■ Given exercise 1:
Answer these questions using the article on the Australian Federal Police review:
(a) Who did Reece Kershaw ask to conduct the external review?
(b) Which two locations did the recent police raids target?
(c) What did the front pages of the major newspapers replicate on Monday?
■ Given exercise 2: Extract word for word the passage of the article on the Australian Federal Police review that begins with the words containing "He also confirmed" and ends with "in the future.".

## begin Text section

The new head of the Australian Federal Police has ordered a review into the handling of sensitive investigations, following raids on two media organisations.

Oct 21, 2019, updated Oct 21, 2019
Newspapers replicated redacted document front pages to launch the "Australia's Right To Know" campaign. Photo: AAP/David Crosling

Newspapers replicated redacted document front pages to launch the "Australia's Right To Know" campaign. Photo: AAP/David Crosling

Reece Kershaw wants to examine AFP processes around unauthorised disclosures, parliamentary privilege, espionage, foreign interference and war crimes.

He has asked John Lawler, the former head of the Australian Crime Commission, to conduct the external review.

“The review will not be an audit into the current matters at hand,”Kershaw told a Senate committee in Canberra on Monday.

“But rather a holistic approach to ensure that we have in place investigative policies and guidelines that are fit for purpose.”

The review will address what constitutes a sensitive investigation, an articulation of the human resources, skills, training, technology and facilities required, a reformation of governance and business processes, and organisational structures.

“Police independence and freedom of the press are both fundamental pillars that coexist in our democracy,” Kershaw told the committee.

“I strongly believe in these two pillars, and this is the approach I intend to take.”

He also confirmed the AFP had finalised an “internal national guideline” on investigations into the leaking of government information by Commonwealth officers.

Recent police raids on the home of a News Corp journalist and Sydney offices of the ABC have triggered a major debate about press freedom.

The raids were part of criminal investigations into stories based on leaked government documents.

Kershaw said he hoped the Lawler review would “better inform” how the AFP handled such cases in the future.

“I look forward to working with you and your parliamentary colleagues to ensure the review takes into account the deliberations of other parliamentary inquiries currently under way,” he said.

It comes as major commercial and public media companies launched a campaign warning against creeping laws that allow elected governments to cover-up scandals and hide or restrict information.

The front pages of the major newspapers on Monday replicated a heavily redacted government document, alongside an advertising campaign challenging laws that effectively criminalise journalism and whistleblowing.

The front pages warn federal and other governments are pursuing restrictions on news reporting, asking “when government keeps the truth from you, what are they covering up?”.

## end Text section
## begin Entries

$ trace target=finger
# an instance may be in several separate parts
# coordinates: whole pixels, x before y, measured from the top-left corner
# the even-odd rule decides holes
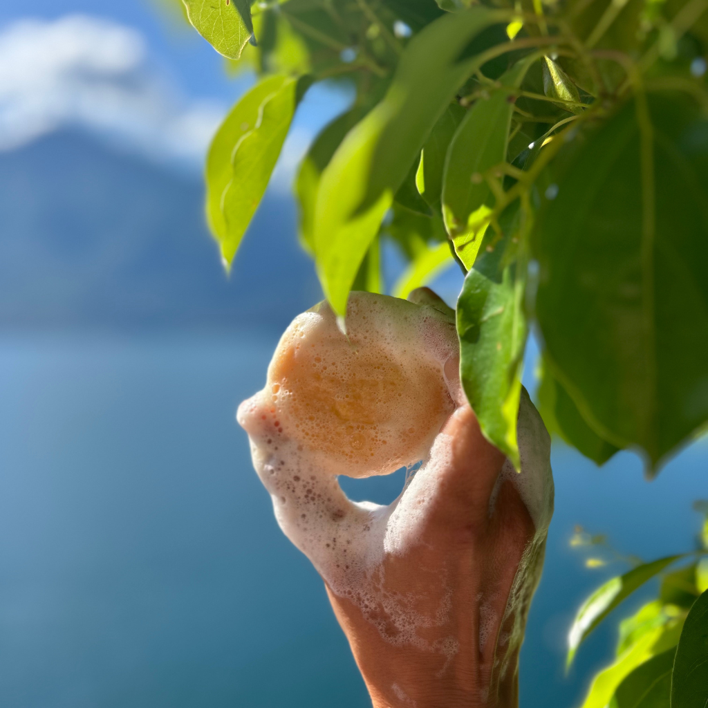
[[[445,425],[431,454],[437,476],[430,521],[455,532],[476,532],[489,519],[490,500],[506,457],[482,435],[469,405]]]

## end Entries

■ Final answer 1:
(a) John Lawler, the former head of the Australian Crime Commission.
(b) The home of a News Corp journalist and the Sydney offices of the ABC.
(c) A heavily redacted government document.

■ Final answer 2:
He also confirmed the AFP had finalised an “internal national guideline” on investigations into the leaking of government information by Commonwealth officers.

Recent police raids on the home of a News Corp journalist and Sydney offices of the ABC have triggered a major debate about press freedom.

The raids were part of criminal investigations into stories based on leaked government documents.

Kershaw said he hoped the Lawler review would “better inform” how the AFP handled such cases in the future.